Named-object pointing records

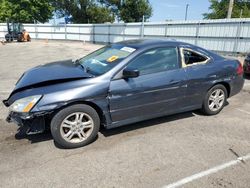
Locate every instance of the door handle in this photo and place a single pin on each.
(173, 82)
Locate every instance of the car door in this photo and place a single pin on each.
(200, 73)
(159, 89)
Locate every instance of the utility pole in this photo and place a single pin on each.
(230, 9)
(187, 5)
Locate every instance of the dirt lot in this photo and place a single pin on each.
(154, 153)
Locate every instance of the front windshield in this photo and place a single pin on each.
(104, 59)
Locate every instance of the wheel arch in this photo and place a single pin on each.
(96, 107)
(226, 85)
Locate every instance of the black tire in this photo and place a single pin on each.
(57, 120)
(205, 106)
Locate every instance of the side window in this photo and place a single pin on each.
(191, 57)
(156, 60)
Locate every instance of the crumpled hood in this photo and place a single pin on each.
(51, 73)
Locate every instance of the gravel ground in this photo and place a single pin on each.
(148, 154)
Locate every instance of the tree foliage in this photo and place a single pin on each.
(83, 11)
(219, 9)
(26, 11)
(129, 10)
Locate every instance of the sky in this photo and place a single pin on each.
(175, 9)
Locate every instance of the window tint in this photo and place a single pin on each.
(192, 57)
(156, 60)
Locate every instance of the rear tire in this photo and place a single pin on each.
(75, 126)
(214, 100)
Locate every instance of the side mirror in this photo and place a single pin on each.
(130, 73)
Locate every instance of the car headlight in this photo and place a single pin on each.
(25, 104)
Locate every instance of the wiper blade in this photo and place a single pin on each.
(77, 61)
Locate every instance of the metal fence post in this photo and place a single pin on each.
(65, 30)
(36, 34)
(142, 27)
(237, 37)
(94, 33)
(125, 26)
(166, 30)
(197, 33)
(109, 34)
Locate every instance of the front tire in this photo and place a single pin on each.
(214, 100)
(75, 126)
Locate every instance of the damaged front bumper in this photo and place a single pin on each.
(35, 122)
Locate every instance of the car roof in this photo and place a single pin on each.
(142, 43)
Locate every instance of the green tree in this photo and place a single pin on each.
(26, 11)
(83, 11)
(219, 9)
(129, 10)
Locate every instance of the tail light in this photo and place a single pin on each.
(239, 70)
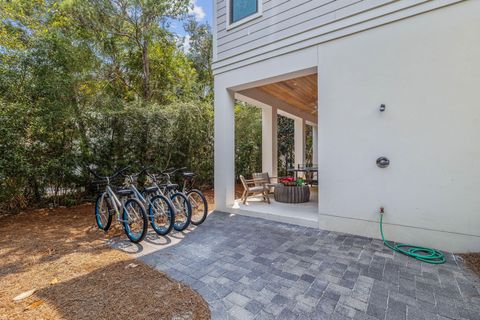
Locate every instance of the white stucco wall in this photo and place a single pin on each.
(426, 69)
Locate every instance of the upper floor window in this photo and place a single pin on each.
(241, 11)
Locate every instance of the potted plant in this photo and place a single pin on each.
(290, 181)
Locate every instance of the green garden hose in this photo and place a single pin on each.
(427, 255)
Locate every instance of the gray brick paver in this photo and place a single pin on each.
(248, 268)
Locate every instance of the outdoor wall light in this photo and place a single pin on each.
(383, 162)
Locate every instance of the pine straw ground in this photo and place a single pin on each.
(60, 253)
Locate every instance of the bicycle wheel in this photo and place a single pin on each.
(135, 222)
(199, 206)
(103, 212)
(183, 211)
(161, 215)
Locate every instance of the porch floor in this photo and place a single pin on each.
(303, 214)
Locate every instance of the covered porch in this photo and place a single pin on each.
(295, 98)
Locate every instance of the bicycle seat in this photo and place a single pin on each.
(188, 174)
(150, 189)
(124, 192)
(170, 186)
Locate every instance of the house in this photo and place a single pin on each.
(375, 78)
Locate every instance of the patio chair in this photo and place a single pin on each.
(250, 189)
(264, 179)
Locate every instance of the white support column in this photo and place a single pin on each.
(269, 140)
(224, 155)
(299, 136)
(315, 144)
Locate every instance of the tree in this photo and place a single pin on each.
(125, 33)
(200, 53)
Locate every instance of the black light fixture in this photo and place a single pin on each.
(383, 162)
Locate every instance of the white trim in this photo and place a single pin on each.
(244, 20)
(366, 20)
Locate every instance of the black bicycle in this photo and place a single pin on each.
(129, 212)
(196, 198)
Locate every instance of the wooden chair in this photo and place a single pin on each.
(251, 189)
(264, 179)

### [WHAT TO WORK ON]
Quote the entries in full. Any image among them is to be omitted from the copy.

### [COMPLETE OUTPUT]
Locate every instance of the door handle in this photo and place a single pin on each.
(173, 82)
Locate every instance of the car door in this photo and place a single pin on each.
(200, 73)
(159, 89)
Locate every instance of the utility pole in this photo and place a single pin on each.
(230, 9)
(187, 5)
Locate every instance of the dirt lot in this photo and place a single pin on each.
(154, 153)
Locate every instance of the front windshield in this photo and place a single pin on each.
(104, 59)
Locate every instance of the wheel arch in this photo and place a single pin on each.
(96, 107)
(226, 85)
Locate every instance of the black tire in this photo and place a single pin on each.
(57, 120)
(205, 106)
Locate every instance of the side window in this photo and place a single pin on each.
(191, 57)
(156, 60)
Locate every instance of the crumpled hood in this photo and place a single pin on each.
(51, 73)
Locate every instance of the gravel ground in this photo and place a single pin on each.
(148, 154)
Locate every instance of the tree foliage in this photo and place a single pin on each.
(83, 11)
(219, 9)
(26, 11)
(129, 10)
Locate every instance of the sky in this photo and place a single pin on each.
(175, 9)
Locate every instance of the window tint in this photo and place a single pin on each.
(192, 57)
(156, 60)
Locate every instance of the rear tire in this photo and place a single pin on each.
(75, 126)
(214, 100)
Locate every instance of the side mirror in this photo and place a single pin on each.
(130, 73)
Locate every instance of the car headlight in this photo and place a single pin on each.
(25, 104)
Locate every instance of the wiper blade in this photo and place a single pin on each.
(77, 61)
Locate every instance of the metal fence post in this photo and place a single pin on each.
(65, 30)
(36, 34)
(142, 27)
(237, 37)
(94, 33)
(125, 26)
(166, 30)
(197, 33)
(109, 34)
Locate every instance of the front tire in this photo and place a single pin on each.
(214, 100)
(75, 126)
Locate every instance of the damaged front bumper in this photo and place a single pin on each.
(35, 122)
Locate every instance of the car roof in this photo and place a single pin on each.
(142, 43)
Locate every instance of the green tree in this photo and place a single pin on each.
(26, 11)
(83, 11)
(219, 9)
(129, 10)
Locate every instance of the tail light in this photo and place a single pin on each.
(239, 70)
Locate every instance of the white stucco wall in this photo and place a single pin on each.
(426, 69)
Locate every instance of the upper floor window in this photo and place a single pin on each.
(241, 11)
Locate every instance of the potted plant in this photo and place a single pin on each.
(290, 181)
Locate every instance of the green garden hose in this photo and place a single pin on each.
(427, 255)
Locate every instance of the gray brick paver in this photo and place a single pin on each.
(248, 268)
Locate every instance of the outdoor wall light in this photo and place a single pin on each.
(383, 162)
Locate every instance of the pine straw ground in this photo and place a single pin on each.
(60, 253)
Locate every instance of the bicycle wheel in this photo and place a single pin on each.
(135, 222)
(199, 206)
(103, 212)
(183, 211)
(161, 215)
Locate every instance of the porch floor in this photo and place a single pin on each.
(303, 214)
Locate every instance of the covered porch in this photo and place a single pin on each.
(295, 98)
Locate every instance of the bicycle seat in this photo and place a single pin on each.
(188, 174)
(150, 189)
(124, 192)
(170, 186)
Locate every instance of the house in this photo and place a single pin on each.
(375, 78)
Locate every instance of the patio chair in this photo and place a single pin on each.
(250, 189)
(264, 179)
Locate every instance of the white support column in this photo and place a single pin on each.
(269, 140)
(224, 155)
(299, 136)
(315, 144)
Locate every instance of the tree in this photo and place a single pin on each.
(125, 33)
(200, 53)
Locate every instance of the black light fixture in this photo and place a single pin on each.
(383, 162)
Locate every instance of the white trim in this photo and place a single pin on each.
(244, 20)
(366, 20)
Locate every instance of the black bicycle in this photo and place a single pin on each.
(129, 212)
(196, 198)
Locate every instance of the wooden chair in this photo and place a single pin on each.
(251, 189)
(264, 179)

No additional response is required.